**Exercise brief:**
Leave out any picture and return the remaining listing below exactly as given.

**Data provided:**
<<<<

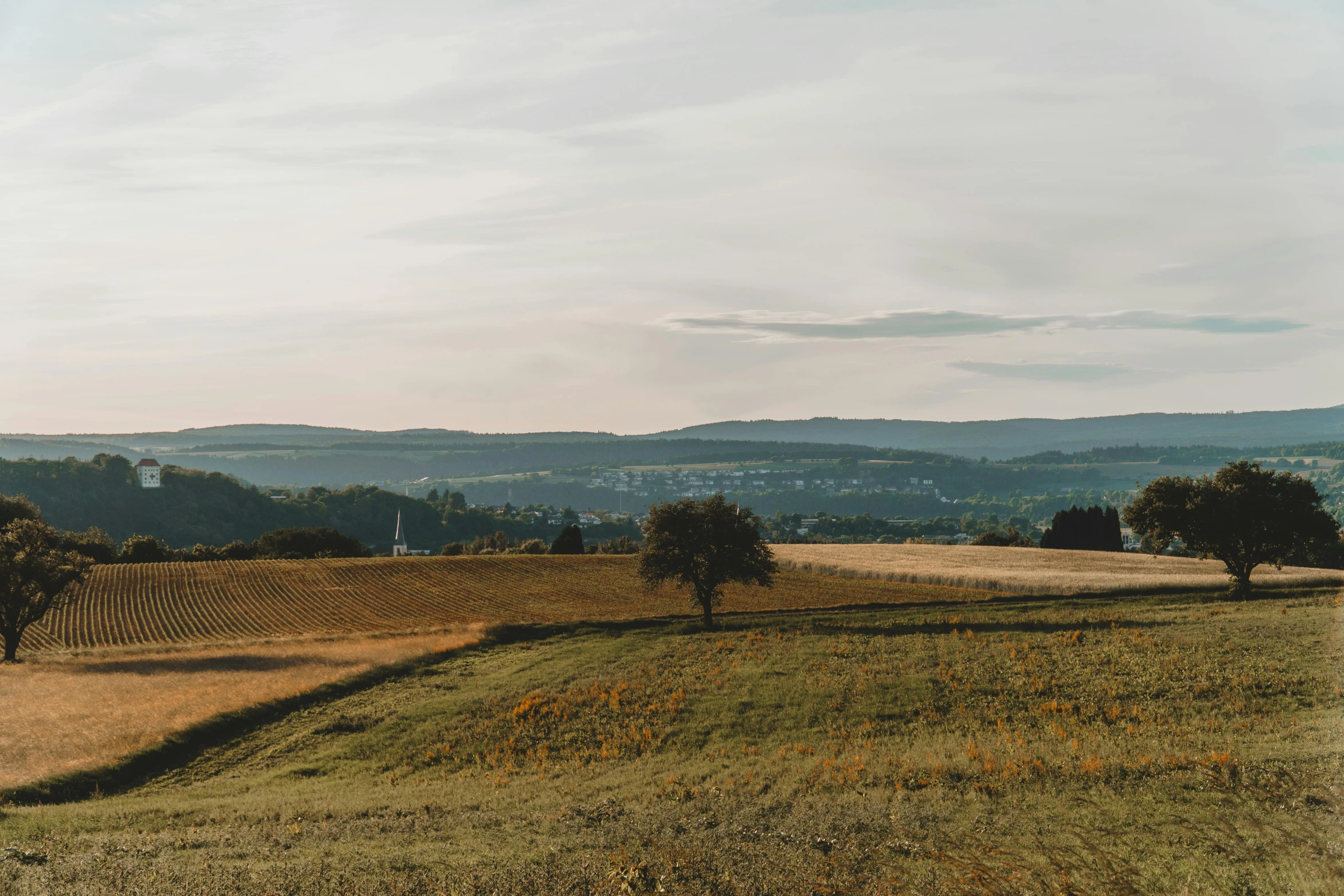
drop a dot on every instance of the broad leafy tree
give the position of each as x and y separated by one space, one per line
37 577
1242 515
703 546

>>>>

**Task solution:**
drop a dot on every instance of the broad leafy tree
give the position of each as x and y separated by one space, one per line
37 577
1242 515
703 546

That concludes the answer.